Task instructions: Your answer should be the entries, repeated exactly.

+++ Provided records

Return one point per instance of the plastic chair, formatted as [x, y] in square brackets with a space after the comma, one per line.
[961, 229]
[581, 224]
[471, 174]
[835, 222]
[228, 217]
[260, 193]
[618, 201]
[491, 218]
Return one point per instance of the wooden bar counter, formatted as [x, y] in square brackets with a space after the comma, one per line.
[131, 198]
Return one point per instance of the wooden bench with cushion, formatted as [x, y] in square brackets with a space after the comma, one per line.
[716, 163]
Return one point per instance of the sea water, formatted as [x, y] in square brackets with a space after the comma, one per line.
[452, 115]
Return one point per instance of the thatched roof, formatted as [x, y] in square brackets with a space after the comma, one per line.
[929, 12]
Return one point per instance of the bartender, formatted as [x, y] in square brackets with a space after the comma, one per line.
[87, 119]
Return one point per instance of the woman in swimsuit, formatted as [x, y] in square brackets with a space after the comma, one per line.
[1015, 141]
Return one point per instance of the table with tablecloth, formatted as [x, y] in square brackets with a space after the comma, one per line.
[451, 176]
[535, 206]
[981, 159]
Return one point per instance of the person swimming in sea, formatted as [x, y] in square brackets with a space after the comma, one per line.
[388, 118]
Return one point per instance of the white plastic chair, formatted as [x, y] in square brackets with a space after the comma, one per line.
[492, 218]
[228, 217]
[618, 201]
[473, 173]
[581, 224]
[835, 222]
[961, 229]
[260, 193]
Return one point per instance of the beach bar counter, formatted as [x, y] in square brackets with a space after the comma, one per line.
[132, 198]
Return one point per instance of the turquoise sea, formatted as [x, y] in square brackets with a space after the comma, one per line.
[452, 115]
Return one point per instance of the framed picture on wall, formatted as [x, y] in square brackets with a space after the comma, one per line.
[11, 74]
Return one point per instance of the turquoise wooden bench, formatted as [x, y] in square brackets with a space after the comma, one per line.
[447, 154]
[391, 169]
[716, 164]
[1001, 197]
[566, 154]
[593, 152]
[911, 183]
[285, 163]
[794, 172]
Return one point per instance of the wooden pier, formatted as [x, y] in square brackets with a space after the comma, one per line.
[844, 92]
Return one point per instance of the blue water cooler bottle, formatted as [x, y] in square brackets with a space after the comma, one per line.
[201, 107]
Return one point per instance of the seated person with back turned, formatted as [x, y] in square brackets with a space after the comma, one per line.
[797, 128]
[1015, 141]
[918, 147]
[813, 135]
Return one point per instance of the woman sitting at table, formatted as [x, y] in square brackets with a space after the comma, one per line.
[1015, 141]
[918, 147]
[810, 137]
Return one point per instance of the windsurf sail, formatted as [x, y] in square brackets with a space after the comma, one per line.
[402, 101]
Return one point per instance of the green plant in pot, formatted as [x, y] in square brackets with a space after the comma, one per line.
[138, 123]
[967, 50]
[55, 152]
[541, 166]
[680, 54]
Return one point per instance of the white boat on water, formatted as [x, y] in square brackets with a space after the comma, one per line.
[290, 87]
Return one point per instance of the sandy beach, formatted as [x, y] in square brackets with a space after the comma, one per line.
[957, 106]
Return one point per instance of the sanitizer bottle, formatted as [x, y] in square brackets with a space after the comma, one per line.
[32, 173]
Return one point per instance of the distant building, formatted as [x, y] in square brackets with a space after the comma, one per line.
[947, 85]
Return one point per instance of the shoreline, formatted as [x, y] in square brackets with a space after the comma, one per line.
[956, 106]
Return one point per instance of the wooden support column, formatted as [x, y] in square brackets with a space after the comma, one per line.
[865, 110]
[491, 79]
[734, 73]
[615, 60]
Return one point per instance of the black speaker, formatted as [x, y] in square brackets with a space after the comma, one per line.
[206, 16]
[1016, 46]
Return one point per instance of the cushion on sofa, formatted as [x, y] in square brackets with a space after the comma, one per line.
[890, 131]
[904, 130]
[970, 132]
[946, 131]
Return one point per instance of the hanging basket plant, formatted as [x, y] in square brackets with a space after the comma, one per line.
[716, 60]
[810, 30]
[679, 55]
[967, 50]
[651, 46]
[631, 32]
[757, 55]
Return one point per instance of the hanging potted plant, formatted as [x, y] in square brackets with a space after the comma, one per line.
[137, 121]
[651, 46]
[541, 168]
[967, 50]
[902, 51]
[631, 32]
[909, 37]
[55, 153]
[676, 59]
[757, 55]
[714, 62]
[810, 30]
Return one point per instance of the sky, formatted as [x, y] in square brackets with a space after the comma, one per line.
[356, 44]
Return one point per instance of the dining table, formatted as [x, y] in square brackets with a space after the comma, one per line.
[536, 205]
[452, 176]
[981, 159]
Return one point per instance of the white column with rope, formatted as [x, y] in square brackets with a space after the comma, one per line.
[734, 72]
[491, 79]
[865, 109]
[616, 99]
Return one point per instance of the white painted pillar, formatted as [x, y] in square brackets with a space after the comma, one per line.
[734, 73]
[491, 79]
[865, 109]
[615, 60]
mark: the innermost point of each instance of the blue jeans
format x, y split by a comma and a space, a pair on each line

++++++

Expected output:
Return one point per instance of the plastic chair, formatted as [x, y] in square brackets with a space after the comma, one per line.
[961, 229]
[581, 224]
[471, 174]
[835, 222]
[228, 217]
[260, 193]
[618, 201]
[491, 218]
Return one point per instance of the wooden bar counter, formatted as [x, y] in square brackets with a space after the comma, one per line.
[131, 198]
Return one point per instance of the wooden bench with cushion, formatted as [x, y] in square brackets with a space after the comma, one per line.
[716, 163]
Return one point per instance of the sea water, formatted as [x, y] in square brackets with a space after the comma, one per line.
[452, 115]
Return one point per instance of the thatched roof, formatted as [x, y] in square brackets with a space after the comma, one per line.
[929, 12]
Return one point per instance of the bartender, formatted as [x, y] in square brackets with a space after the comma, one per line.
[87, 119]
Return one point per instance of the woman in swimsuit, formatted as [x, y] in square brackets with a space after the comma, one per line.
[1015, 141]
Return one point per instance of the table with tablecloth, formatted as [x, y] in square brackets with a space after the comma, one per line.
[451, 176]
[535, 206]
[981, 159]
Return one point per instance of the person swimming in sea, formatted as [x, y] in square brackets with a space after the comma, one per line.
[388, 118]
Return one point per instance of the white plastic chair, formatted as [x, y] in square brackets with a space after the comma, one per line.
[492, 218]
[228, 217]
[618, 201]
[473, 173]
[581, 224]
[835, 222]
[961, 229]
[260, 193]
Return one point per instance of the beach bar counter, formatted as [x, y] in square brackets with a space after the comma, one per line.
[132, 198]
Return one point per instance of the turquoise sea, formatted as [x, y] in square brackets with a space after the comma, one per line.
[452, 115]
Return one point per instance of the framed picture on wall, formatted as [x, y] in square brackets with a space after the comma, one per line.
[11, 74]
Return one point per instance of the turquoise wooden bench, formatted as [x, y] in square brackets with a space after the comma, one per line.
[447, 154]
[391, 169]
[716, 164]
[1001, 197]
[566, 154]
[593, 152]
[911, 183]
[285, 163]
[794, 172]
Return one point per instance of the wooden pier, formatted as [x, y] in square brackets with a space after the comma, one per line.
[844, 92]
Return one point per instance of the blue water cooler bottle, formatted as [x, y] in square brackets with a space after the comma, one per line.
[201, 107]
Return one point per instance of the seated person with back turned, formatted as [x, y] in square brackets with a space after the comma, one per line.
[797, 128]
[1015, 141]
[918, 147]
[813, 135]
Return one point per instance of the woman sitting at table, formatted as [x, y] in square brackets with a space after the comma, one per line.
[1015, 141]
[918, 147]
[810, 137]
Return one point per instance of the windsurf sail, formatted as [x, y] in square brackets with a space after the comma, one per line.
[402, 101]
Return one point per instance of the green plant in pot, formatted as [x, y] in square brackets with a space after the comma, one per line.
[138, 123]
[967, 50]
[55, 152]
[541, 166]
[680, 54]
Return one point per instance of the white boat on water, formatted as [x, y] in square brackets with a space after the comma, one per line.
[290, 87]
Return one point per instance of the sandy beach, formatted as [x, y] in square brackets with a space after the comma, one per line.
[957, 106]
Return one point per instance of the sanitizer bottle, formatted as [x, y] in square brackets with a space after the comma, one per line.
[32, 173]
Return one point per instance of the distant building, formatted as [x, y] in square brackets with a space after the comma, one per line.
[947, 85]
Return one point per instance of the shoreline, formatted as [x, y] in square brackets with a space after the comma, one per line.
[956, 106]
Return one point per instance of the wooden support column, formatted as [x, y] in square brackets with a space after the comma, one per line.
[865, 110]
[491, 79]
[734, 73]
[615, 60]
Return one point per instance of the black speaker, formatted as [x, y] in square brackets with a space after the comma, one per line.
[206, 16]
[1016, 46]
Return one point per instance of the cushion on sofa, formatted as [x, y] in square brackets with a space after the comma, one per line.
[890, 131]
[904, 130]
[970, 132]
[946, 131]
Return one point per instance of the hanging basket plant, formatted as [x, y] in square brackets with a space after the comma, one per line.
[716, 60]
[810, 30]
[679, 55]
[967, 50]
[651, 46]
[631, 32]
[757, 55]
Return one point per instance of the hanging potted plant, formatted as [x, y] in square brackets with a space after the comma, one per line.
[137, 121]
[651, 46]
[541, 168]
[967, 50]
[902, 51]
[631, 32]
[909, 37]
[55, 153]
[676, 59]
[757, 55]
[714, 62]
[810, 30]
Return one point per instance of the sky, formatted as [x, y] in square brackets with a space after the comma, one per line.
[356, 44]
Return one point per instance of the dining table, formatted as [x, y] in square brackets with a space after the comma, one per line.
[536, 205]
[452, 176]
[981, 159]
Return one point per instance of the white column with rope, formatted as [x, y] in square brackets with a space after the comma, one per line.
[734, 72]
[491, 79]
[865, 109]
[616, 99]
Return one point per instance of the white painted pillar, formatted as [x, y] in square brackets with a space after the comma, one per line.
[734, 73]
[491, 79]
[865, 109]
[615, 60]
mark: the innermost point of each instance of the blue jeans
format x, y split by a comma and a space, a pair on each line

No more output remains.